Referring expression pointing data
□ □ □ □ □

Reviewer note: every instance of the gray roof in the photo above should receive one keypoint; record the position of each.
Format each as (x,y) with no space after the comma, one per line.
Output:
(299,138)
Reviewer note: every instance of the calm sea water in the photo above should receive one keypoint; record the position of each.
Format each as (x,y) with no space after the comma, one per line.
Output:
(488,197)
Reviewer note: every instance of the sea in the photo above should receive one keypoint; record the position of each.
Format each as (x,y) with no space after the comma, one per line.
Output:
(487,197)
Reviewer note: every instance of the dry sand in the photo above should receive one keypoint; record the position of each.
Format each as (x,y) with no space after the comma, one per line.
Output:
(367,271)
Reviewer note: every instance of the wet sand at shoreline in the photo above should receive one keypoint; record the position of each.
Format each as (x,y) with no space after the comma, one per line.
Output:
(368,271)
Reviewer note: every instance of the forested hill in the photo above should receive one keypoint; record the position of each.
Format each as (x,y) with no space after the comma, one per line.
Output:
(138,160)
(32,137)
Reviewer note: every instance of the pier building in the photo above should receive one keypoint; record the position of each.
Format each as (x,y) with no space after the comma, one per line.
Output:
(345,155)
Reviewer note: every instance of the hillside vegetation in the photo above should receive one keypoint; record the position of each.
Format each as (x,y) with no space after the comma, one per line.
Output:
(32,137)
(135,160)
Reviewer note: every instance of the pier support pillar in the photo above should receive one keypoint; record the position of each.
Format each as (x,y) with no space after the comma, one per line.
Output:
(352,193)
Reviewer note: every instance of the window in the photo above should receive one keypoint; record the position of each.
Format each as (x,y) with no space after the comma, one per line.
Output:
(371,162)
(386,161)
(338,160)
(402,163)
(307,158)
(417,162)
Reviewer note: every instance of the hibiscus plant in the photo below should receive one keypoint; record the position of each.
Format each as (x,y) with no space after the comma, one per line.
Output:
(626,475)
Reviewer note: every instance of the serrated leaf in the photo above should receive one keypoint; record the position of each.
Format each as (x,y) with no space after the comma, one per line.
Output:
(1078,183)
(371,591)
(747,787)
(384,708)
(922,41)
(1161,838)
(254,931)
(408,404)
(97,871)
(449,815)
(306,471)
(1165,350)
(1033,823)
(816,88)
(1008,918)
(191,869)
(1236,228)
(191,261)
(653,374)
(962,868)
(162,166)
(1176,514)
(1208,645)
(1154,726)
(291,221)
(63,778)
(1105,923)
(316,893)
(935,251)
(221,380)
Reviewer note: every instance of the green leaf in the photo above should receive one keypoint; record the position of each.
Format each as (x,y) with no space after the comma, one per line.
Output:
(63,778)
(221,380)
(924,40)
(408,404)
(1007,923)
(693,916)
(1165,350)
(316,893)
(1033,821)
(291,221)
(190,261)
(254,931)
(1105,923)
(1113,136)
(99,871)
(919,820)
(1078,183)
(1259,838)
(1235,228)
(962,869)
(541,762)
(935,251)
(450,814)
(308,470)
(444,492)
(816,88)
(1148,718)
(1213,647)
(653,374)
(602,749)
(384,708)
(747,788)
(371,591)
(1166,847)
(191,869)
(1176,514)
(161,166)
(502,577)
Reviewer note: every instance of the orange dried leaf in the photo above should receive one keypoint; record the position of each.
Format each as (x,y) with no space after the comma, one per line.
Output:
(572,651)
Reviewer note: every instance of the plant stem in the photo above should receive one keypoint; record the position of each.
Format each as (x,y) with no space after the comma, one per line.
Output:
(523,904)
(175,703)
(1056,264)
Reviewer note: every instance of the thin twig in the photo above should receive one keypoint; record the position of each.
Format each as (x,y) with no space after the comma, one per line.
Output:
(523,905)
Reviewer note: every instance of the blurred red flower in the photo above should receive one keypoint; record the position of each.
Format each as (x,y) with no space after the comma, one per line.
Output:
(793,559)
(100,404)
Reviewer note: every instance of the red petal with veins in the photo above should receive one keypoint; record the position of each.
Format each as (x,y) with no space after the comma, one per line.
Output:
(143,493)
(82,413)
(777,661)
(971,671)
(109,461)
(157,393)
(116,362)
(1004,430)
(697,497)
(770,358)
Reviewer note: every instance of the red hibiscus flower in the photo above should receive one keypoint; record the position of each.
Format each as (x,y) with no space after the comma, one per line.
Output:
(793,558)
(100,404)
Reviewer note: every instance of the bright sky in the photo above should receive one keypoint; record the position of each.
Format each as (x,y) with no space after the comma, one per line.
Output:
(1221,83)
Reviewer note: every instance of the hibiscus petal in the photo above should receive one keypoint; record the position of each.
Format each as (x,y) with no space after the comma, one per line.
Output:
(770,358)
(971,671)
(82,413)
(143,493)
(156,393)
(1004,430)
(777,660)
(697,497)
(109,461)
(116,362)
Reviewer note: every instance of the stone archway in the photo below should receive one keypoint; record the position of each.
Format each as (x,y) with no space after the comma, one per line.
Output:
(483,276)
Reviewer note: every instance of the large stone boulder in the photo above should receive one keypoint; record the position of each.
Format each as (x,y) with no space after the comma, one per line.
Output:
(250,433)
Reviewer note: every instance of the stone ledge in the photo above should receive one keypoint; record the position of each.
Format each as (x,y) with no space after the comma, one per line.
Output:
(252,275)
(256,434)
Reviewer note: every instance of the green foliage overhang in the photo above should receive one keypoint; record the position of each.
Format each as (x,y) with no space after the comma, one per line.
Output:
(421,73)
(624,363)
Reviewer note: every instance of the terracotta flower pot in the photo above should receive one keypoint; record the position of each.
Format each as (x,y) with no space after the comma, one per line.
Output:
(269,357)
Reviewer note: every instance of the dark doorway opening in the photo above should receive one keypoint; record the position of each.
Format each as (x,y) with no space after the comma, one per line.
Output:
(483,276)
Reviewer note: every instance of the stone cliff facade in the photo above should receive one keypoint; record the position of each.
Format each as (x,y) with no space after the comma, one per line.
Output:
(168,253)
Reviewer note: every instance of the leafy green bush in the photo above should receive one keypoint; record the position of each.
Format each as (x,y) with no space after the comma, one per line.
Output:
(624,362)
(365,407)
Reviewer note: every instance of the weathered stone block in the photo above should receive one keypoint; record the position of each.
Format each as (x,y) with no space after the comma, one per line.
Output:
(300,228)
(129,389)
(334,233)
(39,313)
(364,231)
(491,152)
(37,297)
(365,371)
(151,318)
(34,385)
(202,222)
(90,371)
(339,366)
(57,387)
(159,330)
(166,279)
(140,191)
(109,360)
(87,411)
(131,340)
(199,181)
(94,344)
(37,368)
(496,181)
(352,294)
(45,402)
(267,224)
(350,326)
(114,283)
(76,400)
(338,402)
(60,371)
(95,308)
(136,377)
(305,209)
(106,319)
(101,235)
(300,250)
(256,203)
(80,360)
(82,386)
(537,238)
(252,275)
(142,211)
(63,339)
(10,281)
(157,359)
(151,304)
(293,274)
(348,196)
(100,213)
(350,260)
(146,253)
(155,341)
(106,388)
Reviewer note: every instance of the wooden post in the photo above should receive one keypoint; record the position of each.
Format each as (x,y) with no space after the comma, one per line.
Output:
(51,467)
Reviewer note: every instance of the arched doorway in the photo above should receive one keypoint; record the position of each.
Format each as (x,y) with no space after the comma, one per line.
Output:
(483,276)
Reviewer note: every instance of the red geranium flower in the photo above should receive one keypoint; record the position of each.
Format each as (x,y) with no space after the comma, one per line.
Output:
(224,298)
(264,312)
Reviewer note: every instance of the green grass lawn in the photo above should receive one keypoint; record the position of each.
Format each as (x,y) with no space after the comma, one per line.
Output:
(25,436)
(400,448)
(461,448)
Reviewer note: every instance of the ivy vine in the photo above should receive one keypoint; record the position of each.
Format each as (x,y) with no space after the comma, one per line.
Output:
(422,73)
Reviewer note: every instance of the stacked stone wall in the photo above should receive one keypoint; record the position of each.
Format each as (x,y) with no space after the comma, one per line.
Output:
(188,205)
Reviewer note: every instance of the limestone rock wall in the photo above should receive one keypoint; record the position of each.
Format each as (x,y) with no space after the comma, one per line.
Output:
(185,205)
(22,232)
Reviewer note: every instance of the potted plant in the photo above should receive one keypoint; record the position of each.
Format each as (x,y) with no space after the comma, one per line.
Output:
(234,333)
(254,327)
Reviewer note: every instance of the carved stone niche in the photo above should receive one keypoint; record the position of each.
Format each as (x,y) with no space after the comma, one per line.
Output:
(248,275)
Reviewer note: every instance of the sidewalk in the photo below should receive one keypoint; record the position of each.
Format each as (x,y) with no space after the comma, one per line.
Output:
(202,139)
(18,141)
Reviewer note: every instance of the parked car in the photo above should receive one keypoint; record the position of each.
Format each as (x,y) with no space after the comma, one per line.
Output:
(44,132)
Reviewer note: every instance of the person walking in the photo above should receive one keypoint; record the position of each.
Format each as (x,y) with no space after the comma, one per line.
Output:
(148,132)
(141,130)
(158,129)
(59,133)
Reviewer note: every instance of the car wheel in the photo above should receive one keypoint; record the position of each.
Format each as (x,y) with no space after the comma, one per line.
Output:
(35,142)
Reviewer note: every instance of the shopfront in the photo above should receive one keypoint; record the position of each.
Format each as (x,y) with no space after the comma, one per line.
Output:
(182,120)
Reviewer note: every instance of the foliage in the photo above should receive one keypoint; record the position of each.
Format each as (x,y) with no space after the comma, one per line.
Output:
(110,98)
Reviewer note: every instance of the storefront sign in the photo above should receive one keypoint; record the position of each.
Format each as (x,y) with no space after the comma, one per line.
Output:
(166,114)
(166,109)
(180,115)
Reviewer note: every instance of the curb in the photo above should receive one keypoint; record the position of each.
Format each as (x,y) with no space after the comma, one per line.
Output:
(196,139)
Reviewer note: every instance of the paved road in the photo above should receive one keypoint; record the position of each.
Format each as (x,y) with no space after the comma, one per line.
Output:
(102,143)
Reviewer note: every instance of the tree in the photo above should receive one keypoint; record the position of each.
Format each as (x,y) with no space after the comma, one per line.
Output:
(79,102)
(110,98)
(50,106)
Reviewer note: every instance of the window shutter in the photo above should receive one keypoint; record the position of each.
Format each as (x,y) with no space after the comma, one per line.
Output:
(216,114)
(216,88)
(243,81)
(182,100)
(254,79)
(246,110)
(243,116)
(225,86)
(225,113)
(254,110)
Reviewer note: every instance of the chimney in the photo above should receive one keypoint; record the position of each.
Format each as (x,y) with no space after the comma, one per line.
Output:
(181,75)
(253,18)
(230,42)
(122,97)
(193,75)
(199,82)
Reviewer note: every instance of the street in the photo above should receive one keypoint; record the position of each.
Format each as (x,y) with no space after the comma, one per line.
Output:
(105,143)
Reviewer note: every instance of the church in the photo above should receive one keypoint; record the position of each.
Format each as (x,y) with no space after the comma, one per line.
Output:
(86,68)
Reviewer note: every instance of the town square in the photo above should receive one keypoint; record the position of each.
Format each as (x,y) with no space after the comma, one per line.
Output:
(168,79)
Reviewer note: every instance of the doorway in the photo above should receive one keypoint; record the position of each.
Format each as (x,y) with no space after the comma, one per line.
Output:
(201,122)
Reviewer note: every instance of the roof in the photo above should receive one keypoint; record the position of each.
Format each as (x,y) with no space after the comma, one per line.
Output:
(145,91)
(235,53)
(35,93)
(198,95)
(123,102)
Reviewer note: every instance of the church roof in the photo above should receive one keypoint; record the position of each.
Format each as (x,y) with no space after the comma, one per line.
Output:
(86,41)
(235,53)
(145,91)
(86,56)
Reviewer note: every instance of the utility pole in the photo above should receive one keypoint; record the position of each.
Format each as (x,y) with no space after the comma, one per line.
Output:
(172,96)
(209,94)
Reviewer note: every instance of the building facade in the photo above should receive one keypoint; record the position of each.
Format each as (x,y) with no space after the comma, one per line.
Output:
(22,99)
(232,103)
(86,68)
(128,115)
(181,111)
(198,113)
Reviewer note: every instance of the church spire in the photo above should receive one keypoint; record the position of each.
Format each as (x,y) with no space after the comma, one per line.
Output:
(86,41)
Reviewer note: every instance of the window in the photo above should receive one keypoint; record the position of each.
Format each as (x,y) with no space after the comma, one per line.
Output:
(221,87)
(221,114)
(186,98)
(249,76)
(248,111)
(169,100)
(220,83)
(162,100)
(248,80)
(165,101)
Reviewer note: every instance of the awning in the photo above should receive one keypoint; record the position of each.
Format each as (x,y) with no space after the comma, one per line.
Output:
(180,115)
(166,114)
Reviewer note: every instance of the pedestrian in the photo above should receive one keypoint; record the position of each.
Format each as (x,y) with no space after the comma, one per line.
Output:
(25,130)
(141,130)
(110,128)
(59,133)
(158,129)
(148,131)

□ □ □ □ □

▶ _PROBLEM TO SOLVE_: Collect the complete line wherever the string "doorway" appears in the records.

▶ _RESPONSE_:
Reviewer note: every instance of the dark doorway opening in the photo above should receive one keypoint; record the position of each.
Reviewer note: every instance of the arched doorway in the photo above should receive one keypoint; record the position of each.
Reviewer note: every instance of the doorway in the photo above should receive one keypoint; record the position of each.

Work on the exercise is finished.